### Aim
Retype every one of the items below, keeping each character and line break unchanged.

(Extracted data entries)
╔══
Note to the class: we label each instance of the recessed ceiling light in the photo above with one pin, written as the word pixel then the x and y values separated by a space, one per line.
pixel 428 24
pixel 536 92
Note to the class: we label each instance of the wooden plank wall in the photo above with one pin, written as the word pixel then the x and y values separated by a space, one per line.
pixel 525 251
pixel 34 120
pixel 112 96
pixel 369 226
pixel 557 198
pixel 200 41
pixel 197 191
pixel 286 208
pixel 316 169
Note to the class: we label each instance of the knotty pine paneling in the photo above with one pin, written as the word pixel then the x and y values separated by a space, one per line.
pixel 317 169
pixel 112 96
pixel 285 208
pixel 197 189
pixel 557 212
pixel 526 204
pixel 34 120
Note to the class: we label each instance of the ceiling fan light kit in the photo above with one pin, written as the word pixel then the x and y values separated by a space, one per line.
╚══
### Exercise solution
Note to the class: we label each instance of the recessed ceiling light in the photo above with one pin, written as the word pixel then the x and y values separated by a space, one per line.
pixel 428 24
pixel 536 92
Note to the class: we label each instance of the wooden plank wall in the photo above with one pin, written as the word pixel then the x and y values separated by a space, one per line.
pixel 525 251
pixel 34 120
pixel 112 96
pixel 369 226
pixel 557 198
pixel 200 41
pixel 197 191
pixel 286 208
pixel 316 169
Note to the class: we label each instance of the knotty pine paneling in the photo above with one pin, written as the word pixel then the x and y values separated by a space, one per line.
pixel 317 169
pixel 112 96
pixel 285 208
pixel 197 189
pixel 557 212
pixel 526 204
pixel 34 120
Note to the class: we label each instance of the ceiling fan light kit in the photo above with one pin, written as the word pixel then the x and y values separated by a space, one per line.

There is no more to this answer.